What to work on:
1 - Reproduce word for word the portion of the stable survey passage between "10. Tack storage:  Almost" and "machines and bathrooms.", inclusive.
2 - Write the next part of the stable survey passage, picking up after its final sentence.

Text section:

    Table 3.  Amenities Available
    Type of Facility


    Outdoor Arena


    Covered Arena


    Indoor Arena


    Outdoor Wash Rack


    Indoor Wash Rack






  10. Tack storage:  Almost all of the stables have some type of tack storage for clientele.  Storage rooms range from cubicles to individual tack lockers to heated and air conditioned tack rooms with washing machines and bathrooms.

  11. Other services:  Other amenities/services that are often provided are riding lessons (54.8%), horse training (54.8%), horse exercise (45.2%), blanketing for the boarded horses in the winter (67.7%), and horse transportation on a fee based system to events (51.6%).  Forty-five percent of the facilities in the survey indicated that they sponsor horse-related events on site including trail rides, shows, clinics, and seminars. 

  12. Monitoring:  The frequency and regularity of monitoring the horse is important to boarders.  This survey indicated that the facility owner is the primary on-site manager, checking on the horses 87.1% of the time.  Stable employees check on horses 38.7% of the time, and a designated barn manager will regularly monitor the horses one-third of the time.  Horses are generally checked twice a day (53.3%) by barn management, but in one-fourth of the situations they are checked four times a day.

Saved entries
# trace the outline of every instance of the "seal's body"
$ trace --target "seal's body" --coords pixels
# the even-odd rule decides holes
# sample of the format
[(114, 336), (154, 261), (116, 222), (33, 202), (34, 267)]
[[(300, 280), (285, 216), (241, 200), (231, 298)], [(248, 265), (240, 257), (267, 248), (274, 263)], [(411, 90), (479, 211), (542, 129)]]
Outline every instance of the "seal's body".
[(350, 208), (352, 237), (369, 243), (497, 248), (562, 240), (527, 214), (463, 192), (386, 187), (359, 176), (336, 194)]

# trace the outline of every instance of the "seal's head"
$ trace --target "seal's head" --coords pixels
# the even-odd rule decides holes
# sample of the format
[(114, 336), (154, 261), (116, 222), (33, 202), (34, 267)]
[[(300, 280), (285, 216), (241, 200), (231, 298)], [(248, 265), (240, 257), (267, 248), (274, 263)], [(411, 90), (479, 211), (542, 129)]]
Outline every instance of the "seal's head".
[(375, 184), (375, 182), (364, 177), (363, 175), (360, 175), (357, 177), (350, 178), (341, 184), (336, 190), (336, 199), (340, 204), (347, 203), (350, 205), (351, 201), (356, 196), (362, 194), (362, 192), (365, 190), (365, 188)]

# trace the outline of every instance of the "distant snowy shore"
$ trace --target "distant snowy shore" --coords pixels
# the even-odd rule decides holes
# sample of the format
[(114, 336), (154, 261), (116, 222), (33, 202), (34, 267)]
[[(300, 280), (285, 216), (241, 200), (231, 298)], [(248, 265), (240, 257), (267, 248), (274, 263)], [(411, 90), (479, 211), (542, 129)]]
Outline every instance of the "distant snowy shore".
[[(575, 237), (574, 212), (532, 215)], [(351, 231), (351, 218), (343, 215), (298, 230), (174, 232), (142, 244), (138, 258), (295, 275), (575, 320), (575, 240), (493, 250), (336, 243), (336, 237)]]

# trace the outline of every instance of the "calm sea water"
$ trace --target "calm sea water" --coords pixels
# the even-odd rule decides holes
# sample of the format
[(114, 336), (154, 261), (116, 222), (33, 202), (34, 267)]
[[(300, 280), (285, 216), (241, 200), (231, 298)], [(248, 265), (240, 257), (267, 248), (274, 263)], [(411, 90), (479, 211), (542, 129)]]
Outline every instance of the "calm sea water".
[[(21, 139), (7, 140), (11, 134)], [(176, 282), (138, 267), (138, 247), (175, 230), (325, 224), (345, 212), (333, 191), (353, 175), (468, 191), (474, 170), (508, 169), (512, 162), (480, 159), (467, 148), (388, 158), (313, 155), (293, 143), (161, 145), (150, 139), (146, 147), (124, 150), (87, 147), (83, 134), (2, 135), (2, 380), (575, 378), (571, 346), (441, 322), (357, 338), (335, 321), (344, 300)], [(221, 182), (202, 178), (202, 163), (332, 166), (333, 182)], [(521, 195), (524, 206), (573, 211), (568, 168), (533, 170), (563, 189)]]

Per-task outputs:
1 -
10. Tack storage:  Almost all of the stables have some type of tack storage for clientele.  Storage rooms range from cubicles to individual tack lockers to heated and air conditioned tack rooms with washing machines and bathrooms.

2 -
  13. Operating hours:  In most boarding situations clientele are permitted to come and go as they please; however, one-third of the stables state they have hours of operation, closing generally after 9:00 p.m. or 10:00 p.m. 

  14. Feeding management:  Eighty percent of the areas boarding facilities include the cost of feed in the boarding fee.  Most facilities provide grain (86.7%), hay (90.3%) and, if needed, supplements (50.0%).  A variety of hay types are being fed; mixed hay (63.3%), timothy (63.3%), orchardgrass (60.0%), and alfalfa (30.0%).   Horses are generally fed twice a day (86.7%) according to the animal’s individual needs as determined by facility management.  

  15. Health management:  Horse health is a major concern of the horse owner and the facility owner/manager does not want to introduce disease to the stable.  Sixty-five percent of the facilities have a designated quarantine area; however, only 54.8% of the facilities routinely quarantine new arrivals.  Stables have become proactive in the prevention of disease.  Ninety-seven percent of the horse boarding facilities require horse owners to provide proof of a negative Coggin’s Test. Other frequently required proof of immunizations are shown in Table 4.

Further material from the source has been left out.